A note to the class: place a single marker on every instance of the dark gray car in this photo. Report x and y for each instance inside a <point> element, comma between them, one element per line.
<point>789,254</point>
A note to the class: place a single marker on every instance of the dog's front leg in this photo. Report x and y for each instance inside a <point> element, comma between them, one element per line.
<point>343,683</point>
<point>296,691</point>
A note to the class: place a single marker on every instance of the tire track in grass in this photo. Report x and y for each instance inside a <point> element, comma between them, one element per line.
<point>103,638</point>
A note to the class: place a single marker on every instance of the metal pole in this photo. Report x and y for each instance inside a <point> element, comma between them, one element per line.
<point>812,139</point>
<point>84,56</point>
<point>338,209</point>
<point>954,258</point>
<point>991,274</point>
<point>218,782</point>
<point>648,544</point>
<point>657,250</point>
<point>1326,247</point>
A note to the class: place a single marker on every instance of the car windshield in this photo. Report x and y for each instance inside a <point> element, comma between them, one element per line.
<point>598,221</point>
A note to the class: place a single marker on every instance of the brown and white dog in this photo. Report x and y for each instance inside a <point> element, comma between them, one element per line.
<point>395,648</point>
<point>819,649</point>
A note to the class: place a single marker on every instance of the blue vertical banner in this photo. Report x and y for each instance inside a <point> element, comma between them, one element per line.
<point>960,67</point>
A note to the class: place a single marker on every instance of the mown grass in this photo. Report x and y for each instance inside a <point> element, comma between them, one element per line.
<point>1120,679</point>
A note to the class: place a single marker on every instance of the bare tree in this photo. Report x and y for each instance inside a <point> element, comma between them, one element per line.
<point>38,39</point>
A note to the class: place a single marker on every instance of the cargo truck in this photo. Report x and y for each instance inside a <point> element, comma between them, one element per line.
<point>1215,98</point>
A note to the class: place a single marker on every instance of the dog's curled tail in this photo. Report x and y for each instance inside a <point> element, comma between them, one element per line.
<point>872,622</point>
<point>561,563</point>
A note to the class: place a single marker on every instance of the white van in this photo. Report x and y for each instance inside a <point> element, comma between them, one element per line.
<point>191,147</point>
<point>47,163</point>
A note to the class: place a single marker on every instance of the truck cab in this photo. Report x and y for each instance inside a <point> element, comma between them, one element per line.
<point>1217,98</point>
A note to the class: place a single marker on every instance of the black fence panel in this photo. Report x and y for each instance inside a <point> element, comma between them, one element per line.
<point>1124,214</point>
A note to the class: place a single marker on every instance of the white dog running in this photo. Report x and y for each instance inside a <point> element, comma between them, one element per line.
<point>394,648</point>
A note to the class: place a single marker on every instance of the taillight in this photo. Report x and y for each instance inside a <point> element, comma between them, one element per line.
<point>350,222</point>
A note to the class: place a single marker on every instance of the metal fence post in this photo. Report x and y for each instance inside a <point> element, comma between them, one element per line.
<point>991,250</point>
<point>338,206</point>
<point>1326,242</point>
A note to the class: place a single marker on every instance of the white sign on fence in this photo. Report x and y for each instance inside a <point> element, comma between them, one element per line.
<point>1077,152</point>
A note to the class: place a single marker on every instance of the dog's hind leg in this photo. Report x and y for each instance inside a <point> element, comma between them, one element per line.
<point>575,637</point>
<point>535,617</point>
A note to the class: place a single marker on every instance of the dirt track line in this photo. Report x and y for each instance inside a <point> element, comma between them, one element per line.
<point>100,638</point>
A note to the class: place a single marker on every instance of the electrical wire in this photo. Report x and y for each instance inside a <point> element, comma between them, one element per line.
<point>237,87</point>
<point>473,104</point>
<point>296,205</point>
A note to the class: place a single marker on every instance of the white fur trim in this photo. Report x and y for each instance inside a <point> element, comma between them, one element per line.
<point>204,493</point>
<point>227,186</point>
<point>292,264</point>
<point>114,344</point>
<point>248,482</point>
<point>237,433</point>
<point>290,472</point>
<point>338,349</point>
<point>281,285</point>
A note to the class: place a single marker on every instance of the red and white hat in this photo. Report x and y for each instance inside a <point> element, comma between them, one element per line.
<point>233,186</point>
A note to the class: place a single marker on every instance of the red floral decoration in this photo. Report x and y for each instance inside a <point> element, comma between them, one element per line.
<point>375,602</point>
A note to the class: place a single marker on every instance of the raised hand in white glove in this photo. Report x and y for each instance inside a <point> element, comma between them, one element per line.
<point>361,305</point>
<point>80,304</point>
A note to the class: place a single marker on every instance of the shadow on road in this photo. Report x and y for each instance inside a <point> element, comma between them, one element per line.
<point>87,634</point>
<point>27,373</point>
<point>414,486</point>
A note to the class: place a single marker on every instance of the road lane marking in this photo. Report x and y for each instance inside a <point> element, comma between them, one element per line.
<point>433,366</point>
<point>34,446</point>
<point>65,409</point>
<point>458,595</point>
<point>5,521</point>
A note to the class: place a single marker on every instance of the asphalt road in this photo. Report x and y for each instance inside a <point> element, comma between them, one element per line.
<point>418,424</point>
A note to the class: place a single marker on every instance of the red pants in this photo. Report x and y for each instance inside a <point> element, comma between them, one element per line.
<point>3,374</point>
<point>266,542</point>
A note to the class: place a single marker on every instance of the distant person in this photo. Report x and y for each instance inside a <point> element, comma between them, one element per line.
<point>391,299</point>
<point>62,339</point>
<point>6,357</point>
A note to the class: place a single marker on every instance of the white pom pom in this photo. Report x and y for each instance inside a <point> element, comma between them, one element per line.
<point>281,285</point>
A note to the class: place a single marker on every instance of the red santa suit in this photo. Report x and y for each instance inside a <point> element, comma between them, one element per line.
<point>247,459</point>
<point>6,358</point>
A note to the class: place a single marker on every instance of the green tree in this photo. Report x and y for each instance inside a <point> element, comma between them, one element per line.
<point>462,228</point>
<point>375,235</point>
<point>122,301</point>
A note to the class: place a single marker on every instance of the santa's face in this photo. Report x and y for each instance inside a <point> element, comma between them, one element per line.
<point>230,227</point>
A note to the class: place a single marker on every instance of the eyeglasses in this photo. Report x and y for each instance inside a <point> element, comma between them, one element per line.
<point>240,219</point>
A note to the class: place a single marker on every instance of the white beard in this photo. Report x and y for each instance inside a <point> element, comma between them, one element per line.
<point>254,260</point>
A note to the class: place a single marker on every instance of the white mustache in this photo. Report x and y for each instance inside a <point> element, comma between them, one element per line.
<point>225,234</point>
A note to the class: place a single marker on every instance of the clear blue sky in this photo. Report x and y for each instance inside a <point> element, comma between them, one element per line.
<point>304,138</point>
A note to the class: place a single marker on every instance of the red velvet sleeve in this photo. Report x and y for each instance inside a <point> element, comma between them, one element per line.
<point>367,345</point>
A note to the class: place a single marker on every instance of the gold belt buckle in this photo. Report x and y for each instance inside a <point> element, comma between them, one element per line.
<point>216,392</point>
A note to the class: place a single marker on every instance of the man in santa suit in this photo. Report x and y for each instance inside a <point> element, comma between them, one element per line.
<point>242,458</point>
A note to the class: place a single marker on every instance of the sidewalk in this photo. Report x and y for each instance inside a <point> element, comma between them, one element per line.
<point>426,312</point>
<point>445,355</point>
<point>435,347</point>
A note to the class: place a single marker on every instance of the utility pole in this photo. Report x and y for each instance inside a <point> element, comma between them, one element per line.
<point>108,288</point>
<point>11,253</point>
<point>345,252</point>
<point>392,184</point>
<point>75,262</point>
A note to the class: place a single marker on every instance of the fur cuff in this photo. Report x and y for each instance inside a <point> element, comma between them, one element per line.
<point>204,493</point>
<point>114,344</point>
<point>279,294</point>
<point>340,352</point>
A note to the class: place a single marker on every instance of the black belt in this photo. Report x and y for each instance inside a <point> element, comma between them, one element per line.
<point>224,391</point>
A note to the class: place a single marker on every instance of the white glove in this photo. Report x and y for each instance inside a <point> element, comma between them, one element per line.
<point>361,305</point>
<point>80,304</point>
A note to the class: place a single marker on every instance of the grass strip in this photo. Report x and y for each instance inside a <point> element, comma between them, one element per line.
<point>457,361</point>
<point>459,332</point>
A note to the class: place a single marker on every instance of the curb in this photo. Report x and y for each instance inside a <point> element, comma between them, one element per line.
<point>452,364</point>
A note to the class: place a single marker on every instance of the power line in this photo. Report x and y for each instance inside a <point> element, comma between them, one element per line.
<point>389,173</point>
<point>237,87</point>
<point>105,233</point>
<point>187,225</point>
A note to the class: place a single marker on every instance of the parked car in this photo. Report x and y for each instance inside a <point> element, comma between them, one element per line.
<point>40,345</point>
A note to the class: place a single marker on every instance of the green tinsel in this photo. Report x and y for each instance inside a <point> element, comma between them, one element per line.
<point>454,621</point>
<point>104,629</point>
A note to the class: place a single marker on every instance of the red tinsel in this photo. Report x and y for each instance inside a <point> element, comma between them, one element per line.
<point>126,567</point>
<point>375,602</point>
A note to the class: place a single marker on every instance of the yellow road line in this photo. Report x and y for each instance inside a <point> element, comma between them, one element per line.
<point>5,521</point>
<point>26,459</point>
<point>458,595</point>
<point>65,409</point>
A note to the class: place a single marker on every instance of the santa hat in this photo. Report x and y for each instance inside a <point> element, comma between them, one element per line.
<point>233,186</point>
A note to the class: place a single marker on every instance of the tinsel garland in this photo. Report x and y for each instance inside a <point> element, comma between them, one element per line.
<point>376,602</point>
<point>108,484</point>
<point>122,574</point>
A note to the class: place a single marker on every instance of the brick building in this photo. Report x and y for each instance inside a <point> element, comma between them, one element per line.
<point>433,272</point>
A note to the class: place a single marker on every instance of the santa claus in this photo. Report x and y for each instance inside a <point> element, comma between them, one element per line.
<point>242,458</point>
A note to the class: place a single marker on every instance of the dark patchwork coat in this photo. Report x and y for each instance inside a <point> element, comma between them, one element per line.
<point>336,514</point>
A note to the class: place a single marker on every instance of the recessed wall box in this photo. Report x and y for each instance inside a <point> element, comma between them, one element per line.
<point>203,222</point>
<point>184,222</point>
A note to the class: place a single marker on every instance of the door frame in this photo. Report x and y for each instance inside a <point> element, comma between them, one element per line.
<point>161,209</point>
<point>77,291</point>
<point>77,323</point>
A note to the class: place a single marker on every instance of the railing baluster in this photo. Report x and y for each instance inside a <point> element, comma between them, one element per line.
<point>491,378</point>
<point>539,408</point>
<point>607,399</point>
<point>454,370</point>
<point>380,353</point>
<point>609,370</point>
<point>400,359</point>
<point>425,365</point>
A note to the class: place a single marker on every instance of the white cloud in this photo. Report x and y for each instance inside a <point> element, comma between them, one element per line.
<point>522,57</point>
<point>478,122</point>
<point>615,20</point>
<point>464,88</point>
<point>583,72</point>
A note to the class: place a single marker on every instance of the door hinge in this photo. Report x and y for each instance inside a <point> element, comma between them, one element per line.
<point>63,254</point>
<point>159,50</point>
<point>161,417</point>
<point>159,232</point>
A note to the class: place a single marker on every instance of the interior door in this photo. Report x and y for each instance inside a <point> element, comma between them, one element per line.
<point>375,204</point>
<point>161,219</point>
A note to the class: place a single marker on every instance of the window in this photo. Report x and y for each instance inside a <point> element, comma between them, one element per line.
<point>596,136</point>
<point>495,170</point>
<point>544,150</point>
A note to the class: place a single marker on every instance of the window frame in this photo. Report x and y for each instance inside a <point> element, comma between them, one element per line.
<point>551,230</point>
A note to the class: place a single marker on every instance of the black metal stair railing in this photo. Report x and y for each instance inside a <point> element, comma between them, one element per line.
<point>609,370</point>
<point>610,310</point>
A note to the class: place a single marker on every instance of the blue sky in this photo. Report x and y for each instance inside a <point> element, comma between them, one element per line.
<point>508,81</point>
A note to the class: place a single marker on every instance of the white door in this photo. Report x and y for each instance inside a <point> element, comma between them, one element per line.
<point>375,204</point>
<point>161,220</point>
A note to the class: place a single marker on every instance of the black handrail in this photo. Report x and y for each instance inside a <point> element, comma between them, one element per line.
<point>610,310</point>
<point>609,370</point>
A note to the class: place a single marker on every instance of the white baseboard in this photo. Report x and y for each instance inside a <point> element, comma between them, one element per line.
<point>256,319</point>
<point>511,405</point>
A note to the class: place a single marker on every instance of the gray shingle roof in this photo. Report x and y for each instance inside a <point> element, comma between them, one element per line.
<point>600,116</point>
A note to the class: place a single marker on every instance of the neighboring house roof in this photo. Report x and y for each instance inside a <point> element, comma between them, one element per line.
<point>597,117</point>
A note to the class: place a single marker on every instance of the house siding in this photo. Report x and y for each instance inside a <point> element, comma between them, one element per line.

◆ ◆ ◆ ◆

What is expected —
Beginning with the line that holds "of the gray" and ending with the last line of the data, copy each line exactly and add nothing.

Answer section —
A note to the class: place a single marker on every instance of the gray shingle roof in this photo. Report x and y for each instance inside a <point> element, comma between them, one element per line.
<point>600,116</point>
A note to the class: place a single marker on every instance of the neighboring house roof in this photo. Report x and y for each instance inside a <point> element, comma between them, one element per line.
<point>597,117</point>
A note to the class: place a single marker on every instance of the house siding in this photo. Report x and y for each instance inside a <point> element, comma between them, one element per line.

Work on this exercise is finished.